### [Task item]
In the listing below, find the line containing "Target: wheel arch" and the line containing "x=115, y=212". Repeat exactly those two lines and every line between them.

### [Exercise input]
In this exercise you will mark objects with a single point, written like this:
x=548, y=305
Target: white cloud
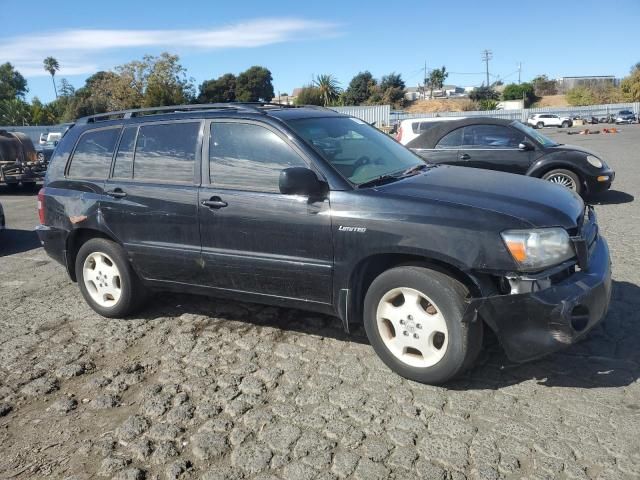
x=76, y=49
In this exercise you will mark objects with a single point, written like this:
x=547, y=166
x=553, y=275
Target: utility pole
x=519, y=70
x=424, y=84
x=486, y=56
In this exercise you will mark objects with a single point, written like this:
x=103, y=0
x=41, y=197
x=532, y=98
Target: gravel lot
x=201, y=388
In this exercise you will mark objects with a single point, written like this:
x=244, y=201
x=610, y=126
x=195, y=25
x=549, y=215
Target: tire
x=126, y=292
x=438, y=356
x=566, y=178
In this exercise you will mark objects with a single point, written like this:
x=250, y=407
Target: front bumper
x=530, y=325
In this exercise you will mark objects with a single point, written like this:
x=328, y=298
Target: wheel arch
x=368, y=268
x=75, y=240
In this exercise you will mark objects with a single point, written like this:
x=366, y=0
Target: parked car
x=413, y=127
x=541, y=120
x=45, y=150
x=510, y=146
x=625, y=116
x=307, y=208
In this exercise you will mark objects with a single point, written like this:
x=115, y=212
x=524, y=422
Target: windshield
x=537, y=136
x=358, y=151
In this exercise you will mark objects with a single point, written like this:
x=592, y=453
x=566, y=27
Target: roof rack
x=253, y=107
* * *
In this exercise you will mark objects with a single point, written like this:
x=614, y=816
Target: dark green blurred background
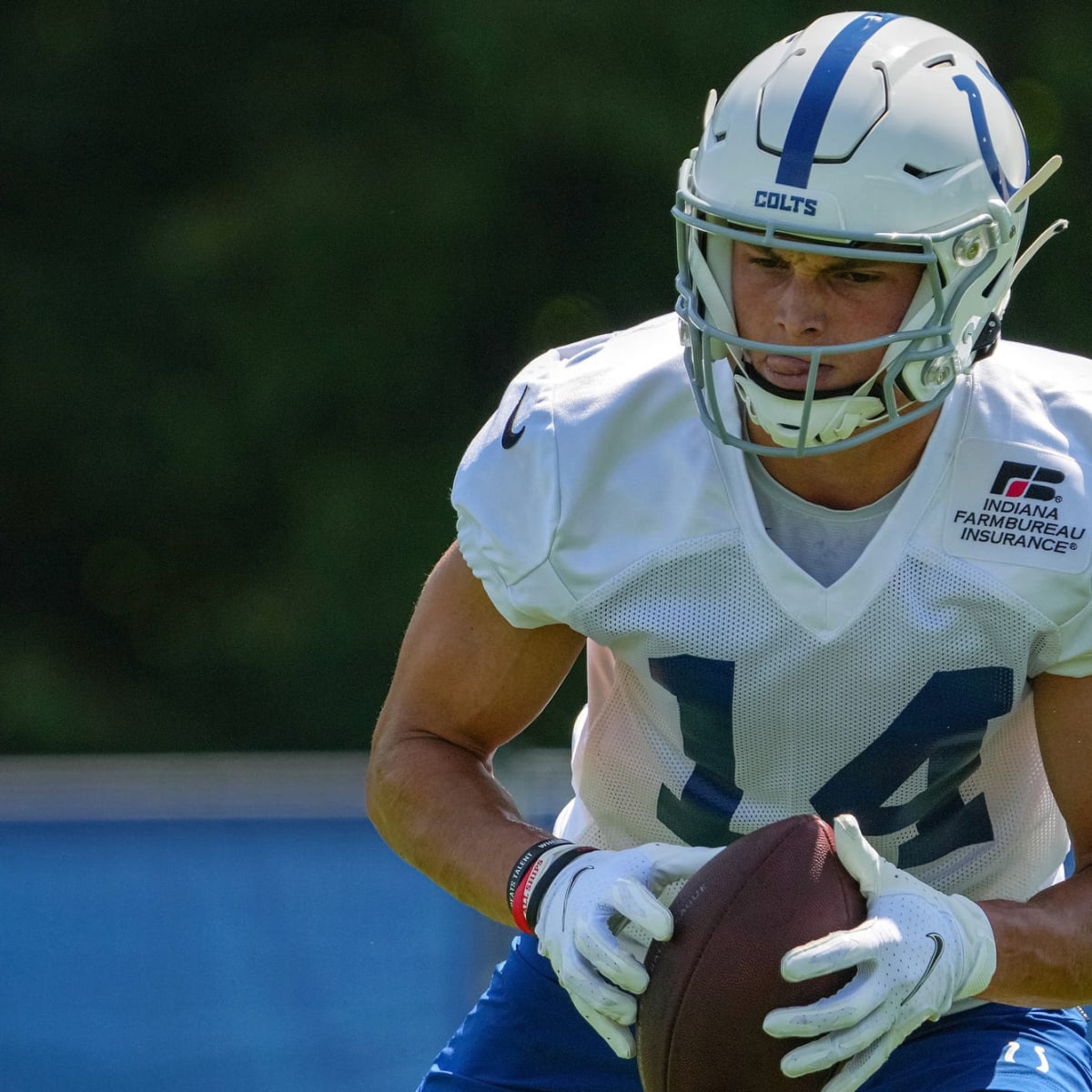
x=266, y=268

### [Reply to the exercise]
Target: wheel arch
x=368, y=268
x=75, y=240
In this exercise you will mark objects with a single point, written like this:
x=366, y=0
Target: parked car
x=413, y=127
x=541, y=120
x=45, y=150
x=510, y=146
x=625, y=116
x=307, y=208
In this exercise you will mark objects with a single point, written like this:
x=115, y=212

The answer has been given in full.